#### YOUR INSTRUCTIONS
Look below for the line containing "format | one point per instance, each point like [52, 117];"; from there through the line containing "target | water reflection", both lines included, please set down each line exactly and nothing else.

● ● ● ● ●

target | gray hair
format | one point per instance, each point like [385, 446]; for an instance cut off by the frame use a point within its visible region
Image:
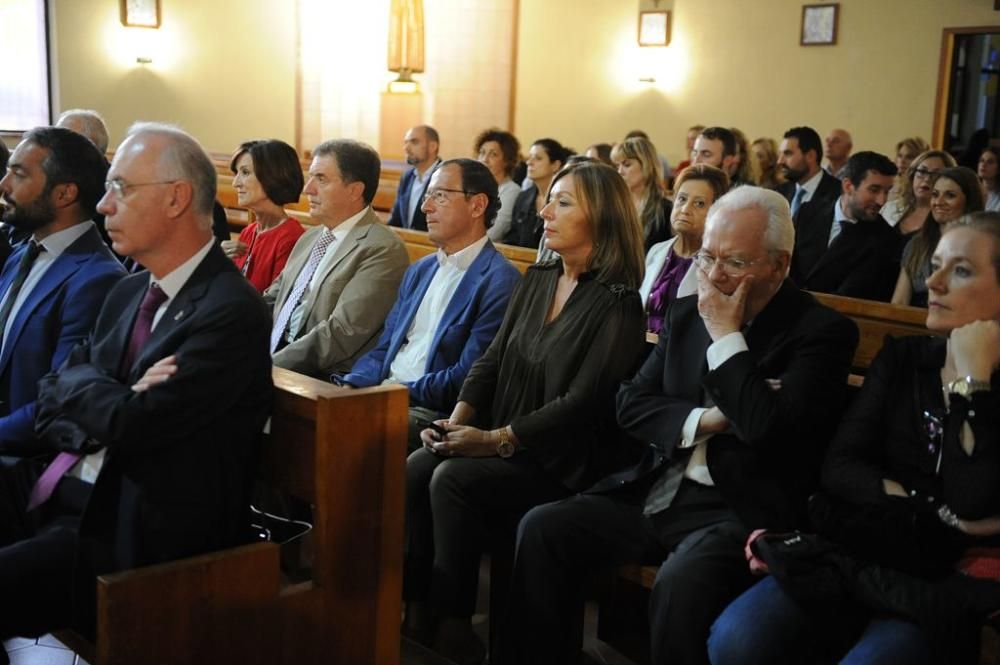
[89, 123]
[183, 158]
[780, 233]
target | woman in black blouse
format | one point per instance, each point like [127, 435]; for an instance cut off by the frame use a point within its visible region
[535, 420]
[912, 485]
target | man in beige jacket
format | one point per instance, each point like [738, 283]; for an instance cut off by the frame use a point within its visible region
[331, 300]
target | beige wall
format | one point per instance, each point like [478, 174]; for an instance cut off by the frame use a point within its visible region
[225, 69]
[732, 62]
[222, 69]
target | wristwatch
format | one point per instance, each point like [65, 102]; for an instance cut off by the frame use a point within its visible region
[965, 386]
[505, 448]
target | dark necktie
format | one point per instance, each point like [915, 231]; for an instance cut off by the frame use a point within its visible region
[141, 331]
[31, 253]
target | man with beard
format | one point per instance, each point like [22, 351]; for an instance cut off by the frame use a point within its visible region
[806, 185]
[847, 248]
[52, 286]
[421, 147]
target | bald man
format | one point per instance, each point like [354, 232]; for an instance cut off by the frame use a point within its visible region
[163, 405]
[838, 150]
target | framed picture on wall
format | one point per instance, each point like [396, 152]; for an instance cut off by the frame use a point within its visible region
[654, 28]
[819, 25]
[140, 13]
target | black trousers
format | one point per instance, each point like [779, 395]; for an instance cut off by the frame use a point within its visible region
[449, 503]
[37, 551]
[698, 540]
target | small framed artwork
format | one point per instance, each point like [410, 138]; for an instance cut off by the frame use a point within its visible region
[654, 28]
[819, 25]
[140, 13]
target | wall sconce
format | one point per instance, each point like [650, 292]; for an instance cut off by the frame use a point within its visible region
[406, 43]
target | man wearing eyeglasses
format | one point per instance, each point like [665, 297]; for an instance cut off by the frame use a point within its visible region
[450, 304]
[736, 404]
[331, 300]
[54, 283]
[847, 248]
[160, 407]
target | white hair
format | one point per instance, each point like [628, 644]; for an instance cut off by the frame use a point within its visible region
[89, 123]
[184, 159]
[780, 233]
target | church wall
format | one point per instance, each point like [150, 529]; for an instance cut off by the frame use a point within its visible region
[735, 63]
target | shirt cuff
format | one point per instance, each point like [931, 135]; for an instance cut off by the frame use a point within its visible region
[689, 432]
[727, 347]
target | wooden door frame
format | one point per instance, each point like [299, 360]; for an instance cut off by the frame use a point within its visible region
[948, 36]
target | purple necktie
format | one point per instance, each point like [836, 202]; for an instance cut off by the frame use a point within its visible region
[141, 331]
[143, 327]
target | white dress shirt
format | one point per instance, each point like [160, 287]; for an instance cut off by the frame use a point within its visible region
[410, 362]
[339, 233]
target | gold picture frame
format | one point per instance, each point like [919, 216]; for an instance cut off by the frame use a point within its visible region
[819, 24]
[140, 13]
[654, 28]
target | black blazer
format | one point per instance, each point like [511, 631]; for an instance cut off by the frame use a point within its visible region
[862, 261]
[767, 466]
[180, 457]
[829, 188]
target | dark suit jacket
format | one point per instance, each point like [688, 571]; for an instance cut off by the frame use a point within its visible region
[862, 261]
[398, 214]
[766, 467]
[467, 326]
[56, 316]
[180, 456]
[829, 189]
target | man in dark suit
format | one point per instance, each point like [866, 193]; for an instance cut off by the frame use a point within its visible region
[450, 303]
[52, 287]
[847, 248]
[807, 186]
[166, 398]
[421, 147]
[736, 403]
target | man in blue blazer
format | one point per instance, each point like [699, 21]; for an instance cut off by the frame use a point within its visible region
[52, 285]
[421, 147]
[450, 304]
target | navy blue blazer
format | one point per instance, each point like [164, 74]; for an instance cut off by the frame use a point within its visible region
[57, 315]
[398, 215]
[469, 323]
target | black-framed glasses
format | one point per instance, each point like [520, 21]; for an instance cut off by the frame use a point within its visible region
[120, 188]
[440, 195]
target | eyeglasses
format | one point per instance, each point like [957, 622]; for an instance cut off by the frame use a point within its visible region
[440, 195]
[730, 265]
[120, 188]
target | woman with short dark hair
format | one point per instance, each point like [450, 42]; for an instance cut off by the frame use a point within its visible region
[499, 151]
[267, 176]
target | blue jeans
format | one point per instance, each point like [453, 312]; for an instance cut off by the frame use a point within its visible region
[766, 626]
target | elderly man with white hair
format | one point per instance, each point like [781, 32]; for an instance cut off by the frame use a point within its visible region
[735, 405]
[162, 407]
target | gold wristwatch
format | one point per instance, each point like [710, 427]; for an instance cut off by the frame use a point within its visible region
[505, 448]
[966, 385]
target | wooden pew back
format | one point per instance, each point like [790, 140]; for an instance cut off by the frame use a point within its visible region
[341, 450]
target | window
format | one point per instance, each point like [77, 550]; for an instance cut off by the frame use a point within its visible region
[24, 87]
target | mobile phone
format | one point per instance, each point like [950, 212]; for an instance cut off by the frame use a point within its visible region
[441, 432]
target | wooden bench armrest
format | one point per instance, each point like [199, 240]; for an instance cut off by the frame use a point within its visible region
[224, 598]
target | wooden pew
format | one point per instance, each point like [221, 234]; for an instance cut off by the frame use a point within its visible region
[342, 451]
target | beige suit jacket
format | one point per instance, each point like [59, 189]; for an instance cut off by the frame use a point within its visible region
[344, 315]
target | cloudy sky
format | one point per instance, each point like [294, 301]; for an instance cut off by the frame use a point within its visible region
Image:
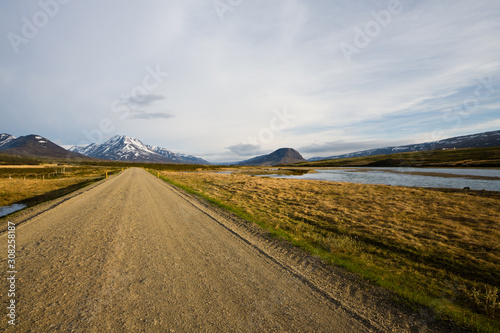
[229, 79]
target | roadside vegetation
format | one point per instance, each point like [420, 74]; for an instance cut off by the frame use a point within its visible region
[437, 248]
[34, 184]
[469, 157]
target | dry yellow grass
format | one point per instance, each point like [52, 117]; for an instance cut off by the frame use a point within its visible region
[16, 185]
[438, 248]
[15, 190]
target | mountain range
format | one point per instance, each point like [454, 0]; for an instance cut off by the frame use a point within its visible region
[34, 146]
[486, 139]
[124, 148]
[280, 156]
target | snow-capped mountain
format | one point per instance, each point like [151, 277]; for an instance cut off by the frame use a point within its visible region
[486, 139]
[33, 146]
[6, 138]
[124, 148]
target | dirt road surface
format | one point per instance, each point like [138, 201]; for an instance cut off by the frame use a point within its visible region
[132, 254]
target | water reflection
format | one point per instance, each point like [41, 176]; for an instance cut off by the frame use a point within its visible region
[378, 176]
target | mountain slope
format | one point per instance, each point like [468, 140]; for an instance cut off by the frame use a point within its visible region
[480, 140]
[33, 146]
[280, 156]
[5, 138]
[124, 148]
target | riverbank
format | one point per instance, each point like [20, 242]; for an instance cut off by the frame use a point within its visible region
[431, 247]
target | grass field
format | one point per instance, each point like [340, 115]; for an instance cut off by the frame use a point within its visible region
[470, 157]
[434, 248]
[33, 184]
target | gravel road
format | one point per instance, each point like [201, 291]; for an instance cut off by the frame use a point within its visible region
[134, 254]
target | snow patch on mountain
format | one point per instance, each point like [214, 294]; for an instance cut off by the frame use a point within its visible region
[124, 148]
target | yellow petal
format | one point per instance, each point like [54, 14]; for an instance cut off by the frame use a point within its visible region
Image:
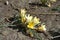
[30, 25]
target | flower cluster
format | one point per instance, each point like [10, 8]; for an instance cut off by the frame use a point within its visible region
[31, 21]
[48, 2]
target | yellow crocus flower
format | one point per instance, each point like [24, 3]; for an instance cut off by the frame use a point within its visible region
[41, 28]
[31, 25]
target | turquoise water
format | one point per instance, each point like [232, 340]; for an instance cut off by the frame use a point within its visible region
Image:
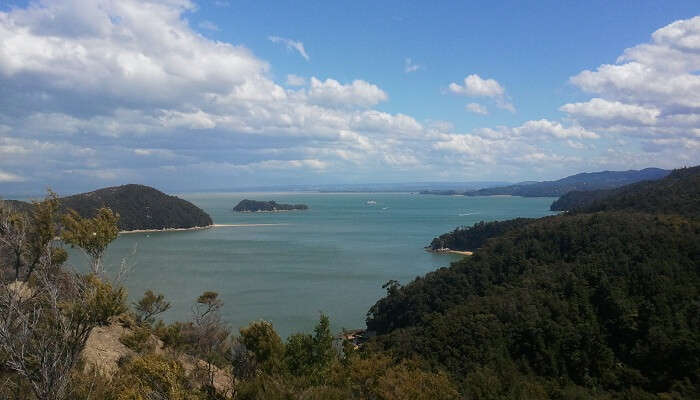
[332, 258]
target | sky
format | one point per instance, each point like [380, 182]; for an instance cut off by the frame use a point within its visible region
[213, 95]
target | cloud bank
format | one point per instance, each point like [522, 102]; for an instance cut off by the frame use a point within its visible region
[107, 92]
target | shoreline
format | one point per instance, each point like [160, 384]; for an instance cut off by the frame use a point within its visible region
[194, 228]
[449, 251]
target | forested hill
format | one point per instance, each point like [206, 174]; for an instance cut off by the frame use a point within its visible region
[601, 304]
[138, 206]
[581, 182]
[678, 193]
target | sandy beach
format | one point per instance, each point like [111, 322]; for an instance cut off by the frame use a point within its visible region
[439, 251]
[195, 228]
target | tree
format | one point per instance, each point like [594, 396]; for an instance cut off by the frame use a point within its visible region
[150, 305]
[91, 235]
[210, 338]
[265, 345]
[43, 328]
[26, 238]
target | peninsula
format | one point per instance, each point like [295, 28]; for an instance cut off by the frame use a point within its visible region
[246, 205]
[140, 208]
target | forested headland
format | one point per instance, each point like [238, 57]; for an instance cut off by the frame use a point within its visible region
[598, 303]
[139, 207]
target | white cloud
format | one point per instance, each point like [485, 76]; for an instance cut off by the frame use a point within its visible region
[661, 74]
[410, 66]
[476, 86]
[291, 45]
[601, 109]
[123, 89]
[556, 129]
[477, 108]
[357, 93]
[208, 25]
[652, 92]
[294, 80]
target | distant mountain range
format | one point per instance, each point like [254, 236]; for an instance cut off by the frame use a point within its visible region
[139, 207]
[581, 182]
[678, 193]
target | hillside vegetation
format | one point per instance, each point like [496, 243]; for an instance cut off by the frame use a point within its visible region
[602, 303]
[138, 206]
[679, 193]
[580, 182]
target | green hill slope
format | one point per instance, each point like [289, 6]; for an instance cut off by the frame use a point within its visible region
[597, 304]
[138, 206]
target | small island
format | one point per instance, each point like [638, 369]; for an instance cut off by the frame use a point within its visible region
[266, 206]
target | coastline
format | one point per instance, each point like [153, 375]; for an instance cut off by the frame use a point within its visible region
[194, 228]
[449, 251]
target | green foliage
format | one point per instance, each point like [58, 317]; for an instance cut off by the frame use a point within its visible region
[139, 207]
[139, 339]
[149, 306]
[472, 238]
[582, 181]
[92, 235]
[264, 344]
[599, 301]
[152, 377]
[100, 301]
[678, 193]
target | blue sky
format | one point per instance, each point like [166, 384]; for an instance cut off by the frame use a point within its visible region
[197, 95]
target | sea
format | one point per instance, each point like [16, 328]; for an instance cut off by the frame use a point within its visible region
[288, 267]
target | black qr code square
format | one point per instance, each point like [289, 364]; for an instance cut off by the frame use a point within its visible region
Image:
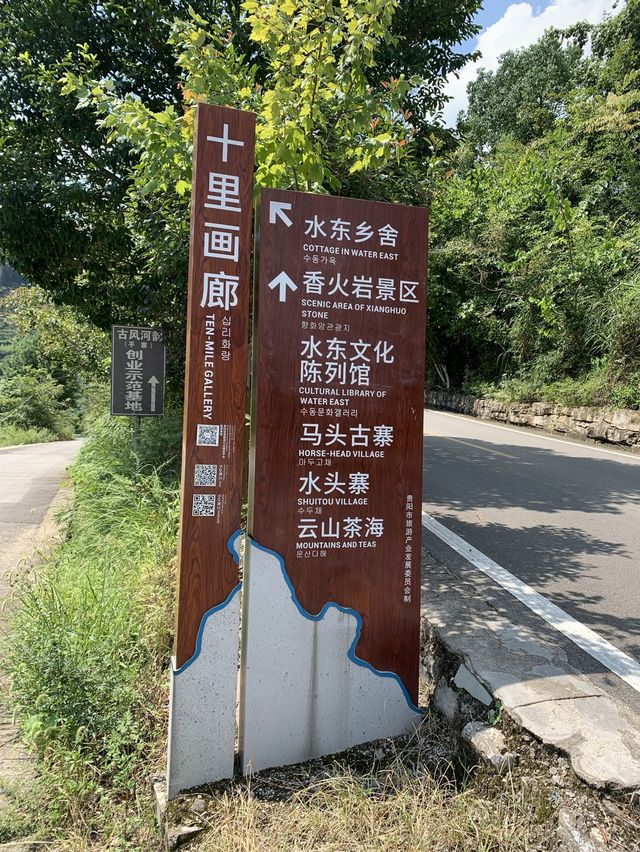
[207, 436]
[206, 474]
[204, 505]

● ● ● ● ●

#### WORKED SOLUTION
format | one point per instance, each point like [52, 117]; for an instance cut off by the frame use a point within its visible region
[16, 185]
[438, 248]
[15, 190]
target | mountain range
format | one point per instance, each point like [454, 0]; for an instance cut off by the frame use a point within its visible region
[34, 146]
[486, 139]
[124, 148]
[280, 156]
target | snow-capped mountain
format | one point per instance, each point like [151, 277]; for an instance cut off by the frame use a point within its visible region
[486, 139]
[33, 146]
[6, 138]
[124, 148]
target | dirt road surface
format | one point per instance, each point like [138, 201]; for an instance cut off by the frame use a point within its visible region
[132, 254]
target | water reflection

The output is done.